The request »
Please continue the piece on Parma's prosciutto and parmigiano, starting right after its last sentence.

Source »
===
Culture

Prosciutto & Parmigiano

Parma, in the heart of gastronomic Italy, produces two of the world’s greatest foods.

By William Sertl


Published on January 19, 2007

Parma is music: Toscanini was born here, Verdi grew up just outside of town in Roncole, and the city is a noted opera capital, renowned throughout Italy for the zeal of its audiences—whose pure exuberant passion for singing expresses itself not just in thunderous applause, but also in hisses when appropriate, and even the occasional hurled tomato.

But Parma, too, is food: Like other parts of Italy's Emilia-Romagna region, it is famed for its pasta. It is also well-known for its pastries—a legacy, perhaps, of a century of French Bourbon cultural dominance in the city, beginning in the mid-1700s. Most of all, though, Parma is celebrated as the birthplace of two of the world's greatest gastronomic treasures—two wonderful products not only essential to Italian cooking but adopted all over the Western world. These, of course, are prosciutto di Parma and parmigiano-reggiano—ham and cheese as they might be served in heaven itself.

What is Parma's secret? Why is it that this delicately beautiful city, with its yellow and pink buildings, its famously charming citizens, its wealth of art museums and other cultural glories, should be blessed with these two all but indispensible foodstuffs? In a word, it's the atmosphere.

This takes a bit of explaining: Though the word prosciutto simply means "ham" in Italian (prosciutto cotto is cooked ham), it derives from the verb prosciugare, "to dry"—and in common parlance, the term refers to cured, air-dried ham. Hams prepared in this manner are produced all over Europe, from the hearty serrano or mountain hams of Spain to the aromatic jambon de Bayonne from France to the Parma version's main rival in Italy itself, the buttery prosciutto from San Daniele in Friuli. But the rosy-hued prosciutto di Parma, with its silky texture, its earthy sweetness, its vaguely spicy aroma, its faintly salty taste, is widely considered to be the world's best ham, period.

Good cured ham depends above all on three factors for its quality: the pigs from which it is produced, the skills of the artisans who process it, and—perhaps most important—the air that dries it. Prosciutto di Parma is made from two breeds of pig, Landrace and Suino Tipico Italiano, long-legged, with particularly meaty hindquarters and enough fat to ensure a long, slow drying period that won't shrivel them into inedible hardness. These pigs feed only on grain corn and, in an age-old marriage of agricultural convenience, some of the whey left over from the production of parmigiano-reggiano. According to rules established in 1963 by the Consorzio del Prosciutto di Parma, which represents the producers of this special ham, pigs destined to be turned into prosciutto di Parma can be raised in Lombardy, Piedmont, and the Veneto as well as in Emilia-Romagna. Typically, they are slaughtered near where they are raised, at an age of 10 to 12 months and a weight of at least 140 kilos (308 pounds). Wherever the hams come from, they must be cured in the province of Parma, in facilities belonging to members of the consorzio.
===
Data supplied »
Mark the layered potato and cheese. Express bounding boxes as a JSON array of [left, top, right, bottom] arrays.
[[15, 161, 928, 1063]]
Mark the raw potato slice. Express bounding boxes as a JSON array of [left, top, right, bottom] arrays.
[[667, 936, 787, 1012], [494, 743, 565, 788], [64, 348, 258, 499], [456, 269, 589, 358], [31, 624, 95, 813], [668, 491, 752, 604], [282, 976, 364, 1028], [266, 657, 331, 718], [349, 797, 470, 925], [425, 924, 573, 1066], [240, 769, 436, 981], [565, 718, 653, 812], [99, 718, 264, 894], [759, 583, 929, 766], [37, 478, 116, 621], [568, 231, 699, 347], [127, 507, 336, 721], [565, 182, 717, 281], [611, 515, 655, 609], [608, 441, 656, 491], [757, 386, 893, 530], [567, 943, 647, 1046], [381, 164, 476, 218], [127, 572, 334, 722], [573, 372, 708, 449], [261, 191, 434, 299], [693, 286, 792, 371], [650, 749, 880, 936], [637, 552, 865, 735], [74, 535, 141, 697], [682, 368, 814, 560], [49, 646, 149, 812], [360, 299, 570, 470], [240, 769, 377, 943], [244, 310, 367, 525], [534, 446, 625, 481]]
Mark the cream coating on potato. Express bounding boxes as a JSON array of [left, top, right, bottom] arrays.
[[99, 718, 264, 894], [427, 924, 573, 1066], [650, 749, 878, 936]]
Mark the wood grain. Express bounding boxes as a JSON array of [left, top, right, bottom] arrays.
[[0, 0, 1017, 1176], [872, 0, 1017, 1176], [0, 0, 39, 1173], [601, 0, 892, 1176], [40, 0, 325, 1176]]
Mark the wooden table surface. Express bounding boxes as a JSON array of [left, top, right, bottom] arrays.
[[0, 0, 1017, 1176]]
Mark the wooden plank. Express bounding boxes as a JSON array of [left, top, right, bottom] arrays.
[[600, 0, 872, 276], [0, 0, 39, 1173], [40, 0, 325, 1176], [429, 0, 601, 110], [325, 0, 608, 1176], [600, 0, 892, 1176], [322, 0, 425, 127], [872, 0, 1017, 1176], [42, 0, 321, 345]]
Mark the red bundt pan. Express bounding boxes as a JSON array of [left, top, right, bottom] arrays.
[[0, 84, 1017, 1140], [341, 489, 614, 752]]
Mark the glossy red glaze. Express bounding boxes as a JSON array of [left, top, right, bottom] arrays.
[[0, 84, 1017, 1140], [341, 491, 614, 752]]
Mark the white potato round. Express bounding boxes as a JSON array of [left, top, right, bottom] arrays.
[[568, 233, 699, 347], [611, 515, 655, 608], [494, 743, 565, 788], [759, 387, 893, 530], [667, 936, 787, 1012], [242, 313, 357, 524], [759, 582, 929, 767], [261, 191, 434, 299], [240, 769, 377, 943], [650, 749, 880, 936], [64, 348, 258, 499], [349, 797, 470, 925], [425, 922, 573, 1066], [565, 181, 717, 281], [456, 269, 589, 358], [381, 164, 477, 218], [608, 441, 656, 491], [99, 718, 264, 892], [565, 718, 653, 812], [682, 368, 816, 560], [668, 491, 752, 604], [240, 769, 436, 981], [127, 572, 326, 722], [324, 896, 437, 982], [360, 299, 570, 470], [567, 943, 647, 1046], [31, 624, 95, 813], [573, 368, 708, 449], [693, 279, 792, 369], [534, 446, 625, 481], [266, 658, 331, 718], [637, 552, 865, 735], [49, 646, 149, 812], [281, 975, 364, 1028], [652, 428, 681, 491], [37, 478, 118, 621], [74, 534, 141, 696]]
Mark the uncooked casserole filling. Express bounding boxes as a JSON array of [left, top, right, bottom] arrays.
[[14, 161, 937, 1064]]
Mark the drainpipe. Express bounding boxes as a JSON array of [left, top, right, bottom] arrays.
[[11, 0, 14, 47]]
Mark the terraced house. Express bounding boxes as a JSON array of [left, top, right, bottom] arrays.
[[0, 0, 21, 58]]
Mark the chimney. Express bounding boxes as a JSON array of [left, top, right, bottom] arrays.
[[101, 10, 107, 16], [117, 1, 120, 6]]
===
Reply »
This curing is a highly specialized. Ham is made only from the rear haunches. (Culatello, a sort of super-prosciutto di Parma, both more delicate and more expensive, is made not from the entire haunch but only from the posterior muscle or buttocks; it is considered the filet mignon of prosciutto—though it is lower in fat and thus somewhat drier than the regular stuff.) The hams are salted, chilled for about two weeks, resalted, then stored again in refrigerated rooms for about three months longer, while the salt soaks in. Nitrites and other additives are strictly forbidden. When the hams finish this stage of curing, they will have lost about 15 to 17 percent of their original weight of 22 to 33 pounds each.

The hams are then hung to dry for at least 300 days, the legal minimum. To satisfy the demands of the United States Department of Agriculture, those hams destined for the United States are hung for at least 400 days. (This is one case in which American health regulations actually make for a better product, not a compromised one like the imposed pasteurization of imported soft-ripe cheeses. The extra 100 days of age add richness of flavor to the ham—so we might actually be eating better prosciutto here than the Italians.)

It is in this final, long aging that Parma's atmosphere comes in: Without the perfect air currents flowing around the hanging hams at just the right speed, at just the right temperature and degree of humidity, there would be no perfect prosciutto di Parma. Locals love to explain, in terms that are often operatic, how the fresh salty breezes blow in from the Tuscan coast, softening as they waft over the olive and pine trees of the Magra Valley; how their humidity disappears as they cross the Cisa Pass; how those special breezes that decide to linger near Parma take on the perfumed fragrance of the surrounding chestnut groves … It's all quite poetic. And, apparently, more or less true.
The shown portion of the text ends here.